Exercise task -
Print, exactly as given, each line of the data from the line containing "the man's short" up to and including its last line.

* Start Data lines *

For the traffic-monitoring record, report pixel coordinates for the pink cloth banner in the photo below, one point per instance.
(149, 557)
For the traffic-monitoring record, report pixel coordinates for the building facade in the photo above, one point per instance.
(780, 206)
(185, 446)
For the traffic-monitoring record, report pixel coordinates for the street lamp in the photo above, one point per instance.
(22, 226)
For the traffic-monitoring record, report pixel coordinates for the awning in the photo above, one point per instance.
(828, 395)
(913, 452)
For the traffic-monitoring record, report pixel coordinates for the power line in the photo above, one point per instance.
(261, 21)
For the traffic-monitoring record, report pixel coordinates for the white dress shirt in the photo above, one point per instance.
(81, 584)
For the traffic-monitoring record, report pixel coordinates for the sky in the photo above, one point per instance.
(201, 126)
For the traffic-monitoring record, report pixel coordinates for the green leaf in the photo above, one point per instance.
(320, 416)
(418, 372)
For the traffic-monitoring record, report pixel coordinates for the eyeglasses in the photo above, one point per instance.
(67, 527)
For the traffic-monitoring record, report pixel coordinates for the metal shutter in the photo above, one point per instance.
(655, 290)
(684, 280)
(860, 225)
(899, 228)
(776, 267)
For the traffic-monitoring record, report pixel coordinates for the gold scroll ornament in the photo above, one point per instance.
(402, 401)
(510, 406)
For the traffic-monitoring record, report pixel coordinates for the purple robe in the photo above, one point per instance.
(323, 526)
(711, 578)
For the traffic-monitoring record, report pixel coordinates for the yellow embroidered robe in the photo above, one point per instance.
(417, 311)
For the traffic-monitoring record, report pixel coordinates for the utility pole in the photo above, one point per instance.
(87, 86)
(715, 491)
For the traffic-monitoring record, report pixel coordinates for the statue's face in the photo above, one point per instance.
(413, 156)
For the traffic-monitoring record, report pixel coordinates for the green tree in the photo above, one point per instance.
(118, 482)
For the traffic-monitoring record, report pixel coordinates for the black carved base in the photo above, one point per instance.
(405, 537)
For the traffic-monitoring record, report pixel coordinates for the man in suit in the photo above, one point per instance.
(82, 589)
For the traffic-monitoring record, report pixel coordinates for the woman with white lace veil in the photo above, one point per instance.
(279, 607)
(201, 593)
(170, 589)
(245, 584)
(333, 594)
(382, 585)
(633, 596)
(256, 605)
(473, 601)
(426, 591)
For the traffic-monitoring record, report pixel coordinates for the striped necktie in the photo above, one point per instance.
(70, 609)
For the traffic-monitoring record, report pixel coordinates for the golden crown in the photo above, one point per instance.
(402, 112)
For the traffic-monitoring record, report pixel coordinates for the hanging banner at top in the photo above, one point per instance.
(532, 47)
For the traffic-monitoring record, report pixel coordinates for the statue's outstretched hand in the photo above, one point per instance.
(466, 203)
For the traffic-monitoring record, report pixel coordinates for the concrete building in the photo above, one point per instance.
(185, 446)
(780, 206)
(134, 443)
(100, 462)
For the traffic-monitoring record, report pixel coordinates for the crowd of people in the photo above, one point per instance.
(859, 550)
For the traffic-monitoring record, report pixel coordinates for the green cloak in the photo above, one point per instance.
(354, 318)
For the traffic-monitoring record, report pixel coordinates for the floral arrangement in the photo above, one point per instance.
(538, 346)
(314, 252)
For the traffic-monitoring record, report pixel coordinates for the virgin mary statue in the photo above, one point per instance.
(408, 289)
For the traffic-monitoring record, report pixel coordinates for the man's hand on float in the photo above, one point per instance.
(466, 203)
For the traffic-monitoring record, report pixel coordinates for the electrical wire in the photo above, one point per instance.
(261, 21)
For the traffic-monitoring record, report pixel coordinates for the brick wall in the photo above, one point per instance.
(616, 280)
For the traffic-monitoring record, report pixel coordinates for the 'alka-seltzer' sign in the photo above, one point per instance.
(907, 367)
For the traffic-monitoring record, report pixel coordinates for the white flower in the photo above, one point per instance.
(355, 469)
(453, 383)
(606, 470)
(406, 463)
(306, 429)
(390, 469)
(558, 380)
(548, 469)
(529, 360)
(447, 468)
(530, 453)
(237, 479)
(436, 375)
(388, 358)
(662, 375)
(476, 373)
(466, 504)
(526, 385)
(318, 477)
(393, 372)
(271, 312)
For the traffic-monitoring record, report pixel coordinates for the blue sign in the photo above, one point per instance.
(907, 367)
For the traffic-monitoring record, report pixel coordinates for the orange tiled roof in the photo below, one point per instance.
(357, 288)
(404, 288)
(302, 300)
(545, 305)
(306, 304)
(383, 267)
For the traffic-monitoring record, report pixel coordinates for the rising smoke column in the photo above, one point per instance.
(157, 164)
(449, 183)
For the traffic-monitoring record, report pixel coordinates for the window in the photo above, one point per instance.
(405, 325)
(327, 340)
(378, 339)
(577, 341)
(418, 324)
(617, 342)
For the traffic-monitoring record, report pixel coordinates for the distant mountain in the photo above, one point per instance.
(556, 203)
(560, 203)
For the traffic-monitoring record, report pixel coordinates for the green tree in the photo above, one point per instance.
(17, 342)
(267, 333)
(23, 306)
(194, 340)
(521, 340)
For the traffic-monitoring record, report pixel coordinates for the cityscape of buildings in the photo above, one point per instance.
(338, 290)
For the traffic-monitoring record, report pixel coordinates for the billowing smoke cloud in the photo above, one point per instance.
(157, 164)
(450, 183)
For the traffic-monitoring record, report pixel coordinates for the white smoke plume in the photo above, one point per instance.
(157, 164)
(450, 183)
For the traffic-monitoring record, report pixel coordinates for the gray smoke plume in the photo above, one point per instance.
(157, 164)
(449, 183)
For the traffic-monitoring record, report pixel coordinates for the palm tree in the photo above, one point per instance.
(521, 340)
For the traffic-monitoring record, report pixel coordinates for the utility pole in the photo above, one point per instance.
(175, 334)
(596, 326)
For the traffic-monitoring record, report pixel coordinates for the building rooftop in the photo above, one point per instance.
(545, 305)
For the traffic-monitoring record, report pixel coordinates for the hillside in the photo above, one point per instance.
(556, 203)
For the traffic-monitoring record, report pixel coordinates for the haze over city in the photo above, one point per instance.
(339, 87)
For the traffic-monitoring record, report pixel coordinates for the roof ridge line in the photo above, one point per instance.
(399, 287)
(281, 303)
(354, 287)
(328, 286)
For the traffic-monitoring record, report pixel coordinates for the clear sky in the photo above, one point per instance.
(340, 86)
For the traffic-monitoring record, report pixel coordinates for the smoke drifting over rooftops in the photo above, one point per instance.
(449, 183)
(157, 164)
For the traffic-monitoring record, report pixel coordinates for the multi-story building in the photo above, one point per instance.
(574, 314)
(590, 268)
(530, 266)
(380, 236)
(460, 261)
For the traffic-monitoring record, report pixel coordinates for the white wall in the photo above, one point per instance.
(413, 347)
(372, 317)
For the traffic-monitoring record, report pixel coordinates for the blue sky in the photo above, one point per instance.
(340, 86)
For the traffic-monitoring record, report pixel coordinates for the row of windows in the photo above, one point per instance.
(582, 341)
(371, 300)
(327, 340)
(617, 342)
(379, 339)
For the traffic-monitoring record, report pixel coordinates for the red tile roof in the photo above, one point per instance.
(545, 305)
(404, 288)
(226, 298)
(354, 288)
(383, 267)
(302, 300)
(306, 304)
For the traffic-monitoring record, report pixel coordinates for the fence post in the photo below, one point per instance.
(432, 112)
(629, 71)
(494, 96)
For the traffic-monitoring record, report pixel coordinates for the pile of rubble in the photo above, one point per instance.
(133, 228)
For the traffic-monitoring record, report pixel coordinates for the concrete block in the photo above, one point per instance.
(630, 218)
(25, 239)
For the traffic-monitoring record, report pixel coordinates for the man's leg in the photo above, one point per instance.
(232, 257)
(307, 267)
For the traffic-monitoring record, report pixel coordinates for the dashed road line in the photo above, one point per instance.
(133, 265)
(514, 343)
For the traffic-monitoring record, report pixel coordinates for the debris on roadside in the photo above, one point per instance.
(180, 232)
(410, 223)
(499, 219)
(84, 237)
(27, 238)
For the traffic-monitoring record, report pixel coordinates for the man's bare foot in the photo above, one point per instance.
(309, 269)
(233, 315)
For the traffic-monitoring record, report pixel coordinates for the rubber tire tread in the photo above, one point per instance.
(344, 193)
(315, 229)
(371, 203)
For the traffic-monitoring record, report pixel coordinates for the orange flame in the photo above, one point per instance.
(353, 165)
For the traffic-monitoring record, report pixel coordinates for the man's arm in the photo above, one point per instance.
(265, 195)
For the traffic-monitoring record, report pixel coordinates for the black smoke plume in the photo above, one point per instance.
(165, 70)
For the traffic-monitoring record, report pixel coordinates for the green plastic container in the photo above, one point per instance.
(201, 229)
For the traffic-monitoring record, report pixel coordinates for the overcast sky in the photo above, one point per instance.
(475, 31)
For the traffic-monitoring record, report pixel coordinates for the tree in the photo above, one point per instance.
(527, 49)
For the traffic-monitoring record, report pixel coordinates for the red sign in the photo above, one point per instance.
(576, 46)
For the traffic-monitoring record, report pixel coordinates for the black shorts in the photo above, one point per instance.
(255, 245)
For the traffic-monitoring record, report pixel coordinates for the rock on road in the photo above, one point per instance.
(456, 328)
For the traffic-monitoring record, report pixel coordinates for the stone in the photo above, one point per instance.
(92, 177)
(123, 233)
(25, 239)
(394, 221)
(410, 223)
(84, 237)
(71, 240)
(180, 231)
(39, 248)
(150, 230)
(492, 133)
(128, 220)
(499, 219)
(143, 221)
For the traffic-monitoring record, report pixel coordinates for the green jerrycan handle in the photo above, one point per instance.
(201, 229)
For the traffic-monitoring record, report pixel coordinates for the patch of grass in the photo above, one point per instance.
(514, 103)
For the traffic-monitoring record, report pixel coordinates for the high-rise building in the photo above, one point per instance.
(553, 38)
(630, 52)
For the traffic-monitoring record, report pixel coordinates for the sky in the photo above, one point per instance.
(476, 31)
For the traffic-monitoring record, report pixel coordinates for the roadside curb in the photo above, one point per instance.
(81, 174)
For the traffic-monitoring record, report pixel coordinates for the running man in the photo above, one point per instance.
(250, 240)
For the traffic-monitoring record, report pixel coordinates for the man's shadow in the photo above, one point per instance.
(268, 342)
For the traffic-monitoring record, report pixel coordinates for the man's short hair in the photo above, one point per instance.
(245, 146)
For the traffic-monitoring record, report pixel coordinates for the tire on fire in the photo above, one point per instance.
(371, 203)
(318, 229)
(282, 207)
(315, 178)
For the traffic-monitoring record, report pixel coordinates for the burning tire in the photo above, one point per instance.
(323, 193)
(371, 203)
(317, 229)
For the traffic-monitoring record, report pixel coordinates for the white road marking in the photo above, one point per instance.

* End Data lines *

Finished task -
For the traffic-monitoring record, report pixel coordinates for the man's short hair in the photo above, one point per instance.
(245, 146)
For the traffic-monitoring record, report pixel coordinates for the tire on fire in the photo above, one point per instance.
(371, 203)
(318, 229)
(282, 207)
(315, 178)
For the traffic-monitoring record, report pixel coordinates for the burning tire in the photo above, one point per instance.
(323, 193)
(371, 203)
(317, 229)
For the traffic-monitoring record, report pixel coordinates for the white road marking in the photo above, one point per instance.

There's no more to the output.